Start of Data supplied

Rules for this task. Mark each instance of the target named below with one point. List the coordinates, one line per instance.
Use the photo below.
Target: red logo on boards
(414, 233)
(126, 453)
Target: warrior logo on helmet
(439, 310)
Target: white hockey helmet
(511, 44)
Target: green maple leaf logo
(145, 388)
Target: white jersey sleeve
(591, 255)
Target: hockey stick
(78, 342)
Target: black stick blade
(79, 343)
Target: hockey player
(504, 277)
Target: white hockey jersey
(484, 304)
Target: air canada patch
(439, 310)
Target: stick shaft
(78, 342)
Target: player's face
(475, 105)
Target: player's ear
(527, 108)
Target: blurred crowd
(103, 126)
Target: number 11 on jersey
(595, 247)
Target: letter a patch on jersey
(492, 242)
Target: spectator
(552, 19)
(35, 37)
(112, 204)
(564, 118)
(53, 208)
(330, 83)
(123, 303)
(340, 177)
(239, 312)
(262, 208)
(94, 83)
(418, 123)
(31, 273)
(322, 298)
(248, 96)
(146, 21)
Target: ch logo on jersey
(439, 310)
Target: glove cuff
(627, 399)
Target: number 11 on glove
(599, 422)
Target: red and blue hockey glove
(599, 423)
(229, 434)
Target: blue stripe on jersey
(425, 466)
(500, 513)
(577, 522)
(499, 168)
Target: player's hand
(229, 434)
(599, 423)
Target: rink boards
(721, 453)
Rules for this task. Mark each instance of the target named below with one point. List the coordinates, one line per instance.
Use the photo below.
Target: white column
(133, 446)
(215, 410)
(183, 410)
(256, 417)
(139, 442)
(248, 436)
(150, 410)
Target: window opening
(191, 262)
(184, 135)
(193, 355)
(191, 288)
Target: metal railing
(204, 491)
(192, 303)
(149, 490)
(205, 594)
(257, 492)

End of Data supplied

Work required:
With the line that contains "Target: white hockey helmet" as the starting point, output each line exactly through the end of the listing above.

Task output:
Target: white hockey helmet
(511, 44)
Target: green maple leaf logo
(145, 388)
Target: white jersey sleeve
(591, 255)
Target: hockey stick
(78, 342)
Target: black stick blade
(79, 343)
Target: hockey player
(504, 277)
Target: white hockey jersey
(484, 304)
Target: air canada patch
(439, 310)
Target: stick shaft
(78, 342)
Target: player's face
(475, 105)
Target: player's ear
(527, 108)
Target: blurred crowd
(103, 126)
Target: number 11 on jersey
(595, 247)
Target: letter a patch on jersey
(492, 242)
Target: spectator
(552, 19)
(35, 37)
(112, 204)
(564, 118)
(53, 208)
(330, 83)
(123, 303)
(340, 177)
(239, 312)
(262, 208)
(94, 83)
(418, 123)
(31, 273)
(322, 298)
(248, 96)
(146, 21)
Target: ch logo on jersey
(439, 310)
Target: glove cuff
(627, 399)
Target: number 11 on glove
(599, 422)
Target: red and blue hockey glove
(599, 423)
(229, 434)
Target: blue stripe on jersey
(425, 466)
(500, 513)
(577, 522)
(499, 168)
Target: player's hand
(229, 434)
(599, 423)
Target: rink boards
(721, 453)
Rules for this task. Mark each instance of the target named below with one point. List the coordinates, one line per instance.
Use the photo below.
Target: white column
(133, 446)
(215, 410)
(183, 410)
(256, 417)
(139, 442)
(248, 436)
(150, 410)
Target: window opening
(191, 262)
(184, 135)
(193, 355)
(191, 288)
Target: metal railing
(204, 491)
(192, 303)
(149, 490)
(205, 594)
(257, 492)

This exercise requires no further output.